### SCHRIFTLICHER AUFTRAG 1:
Über welche Straße, durch welchen Ort und in Richtung welchen Ortes wälzen sich laut dem Text über Herbstwanderungen im Allgäu die Blechlawinen? Zähle alle genannten auf.

Wandern

Die schönsten Herbstwanderungen im Allgäu

Im Herbst ist das Wetter oft stabiler und die Fernsicht besser als im Hochsommer – ideal für leichte Wanderungen zu Panoramagipfeln und lange Grattouren. Im Allgäu gibt es links wie rechts der Iller ein paar besonders schöne Touren, die sich auch mit der Bahn bestens erreichen lassen.

Nagelfluh
Die Überschreitung der Nagelfluhkette zählt zu den schönsten Herbst-Touren im Allgäu.© Michael Pröttel

Der Oktober ist bekanntlich die ideale Wander-, aber oft auch Stau-Zeit. An schönen Bergwochenenden wälzen sich kilometerlange Blechlawinen über die Salzburger Autobahn, durch Garmisch-Partenkirchen und auch in Richtung Oberstdorf. In den stehenden Autos sitzen meistens "restless legs". Oft von PC-Arbeit unterfordert warten sie sehnsüchtig darauf, den ersten Schritt zu tun.

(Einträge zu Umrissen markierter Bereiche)
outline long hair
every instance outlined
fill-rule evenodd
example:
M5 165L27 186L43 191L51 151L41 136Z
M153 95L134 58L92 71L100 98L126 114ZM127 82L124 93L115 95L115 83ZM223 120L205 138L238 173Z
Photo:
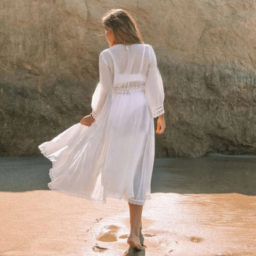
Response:
M135 21L126 10L112 9L103 17L102 22L113 31L116 44L144 44Z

### SCHRIFTLICHER AUFTRAG 2:
Gib sämtliche Zeilen der Datensätze oben unverändert wieder. Lass die Bilder dabei weg.

### VOLLSTÄNDIGE AUSGABE 1:
Salzburger Autobahn, Garmisch-Partenkirchen, Oberstdorf

### VOLLSTÄNDIGE AUSGABE 2:
outline long hair
every instance outlined
fill-rule evenodd
example:
M5 165L27 186L43 191L51 151L41 136Z
M153 95L134 58L92 71L100 98L126 114ZM127 82L124 93L115 95L115 83ZM223 120L205 138L238 173Z
Photo:
Response:
M135 21L126 10L112 9L103 17L102 22L113 31L116 44L144 44Z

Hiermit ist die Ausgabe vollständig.